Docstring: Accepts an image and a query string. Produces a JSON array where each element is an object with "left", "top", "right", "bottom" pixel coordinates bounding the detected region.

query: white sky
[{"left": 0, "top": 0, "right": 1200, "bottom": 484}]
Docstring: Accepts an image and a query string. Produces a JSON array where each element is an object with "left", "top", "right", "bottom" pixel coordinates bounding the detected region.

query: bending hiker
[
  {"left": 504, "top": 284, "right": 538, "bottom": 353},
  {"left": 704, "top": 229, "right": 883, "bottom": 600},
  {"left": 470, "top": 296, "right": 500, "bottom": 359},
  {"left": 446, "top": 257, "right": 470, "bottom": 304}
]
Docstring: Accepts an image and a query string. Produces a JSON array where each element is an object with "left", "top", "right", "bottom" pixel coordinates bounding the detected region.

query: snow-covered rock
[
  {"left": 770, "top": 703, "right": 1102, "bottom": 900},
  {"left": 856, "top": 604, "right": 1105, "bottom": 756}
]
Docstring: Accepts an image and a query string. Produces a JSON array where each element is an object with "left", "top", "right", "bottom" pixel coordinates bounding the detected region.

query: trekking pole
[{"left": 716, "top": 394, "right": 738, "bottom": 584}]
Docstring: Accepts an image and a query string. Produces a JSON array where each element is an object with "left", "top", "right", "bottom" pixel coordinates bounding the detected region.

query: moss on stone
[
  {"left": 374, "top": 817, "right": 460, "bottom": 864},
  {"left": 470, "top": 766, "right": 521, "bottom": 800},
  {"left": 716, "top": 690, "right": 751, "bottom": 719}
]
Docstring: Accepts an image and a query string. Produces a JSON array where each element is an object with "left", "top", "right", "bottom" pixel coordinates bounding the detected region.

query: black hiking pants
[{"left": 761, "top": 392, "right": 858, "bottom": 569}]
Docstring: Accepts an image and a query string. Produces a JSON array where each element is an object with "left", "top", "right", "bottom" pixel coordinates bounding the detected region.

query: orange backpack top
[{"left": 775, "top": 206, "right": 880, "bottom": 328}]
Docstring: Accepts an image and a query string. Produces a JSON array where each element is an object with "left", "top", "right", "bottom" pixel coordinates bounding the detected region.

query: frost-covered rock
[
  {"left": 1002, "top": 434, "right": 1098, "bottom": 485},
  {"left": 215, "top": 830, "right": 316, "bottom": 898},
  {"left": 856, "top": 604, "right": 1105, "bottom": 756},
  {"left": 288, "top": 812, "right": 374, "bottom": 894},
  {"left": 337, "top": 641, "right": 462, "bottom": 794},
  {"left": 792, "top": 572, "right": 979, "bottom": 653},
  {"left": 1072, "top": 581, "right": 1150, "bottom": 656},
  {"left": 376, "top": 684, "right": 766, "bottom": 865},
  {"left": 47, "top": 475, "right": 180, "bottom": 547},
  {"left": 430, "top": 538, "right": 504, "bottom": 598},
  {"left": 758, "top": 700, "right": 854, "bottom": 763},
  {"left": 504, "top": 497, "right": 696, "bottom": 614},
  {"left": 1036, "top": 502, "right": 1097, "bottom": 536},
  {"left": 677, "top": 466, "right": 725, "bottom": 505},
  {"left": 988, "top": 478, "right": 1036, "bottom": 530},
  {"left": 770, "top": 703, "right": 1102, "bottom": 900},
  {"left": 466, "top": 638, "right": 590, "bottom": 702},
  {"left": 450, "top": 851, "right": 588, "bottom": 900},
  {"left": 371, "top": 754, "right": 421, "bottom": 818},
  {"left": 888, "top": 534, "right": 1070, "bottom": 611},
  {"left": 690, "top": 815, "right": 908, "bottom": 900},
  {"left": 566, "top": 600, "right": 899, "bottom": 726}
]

**Written instruction:** Locate each line in the listing above that contains the word "rock", and copy those lines out.

**Exercise output:**
query: snow-covered rock
query: frost-covered rock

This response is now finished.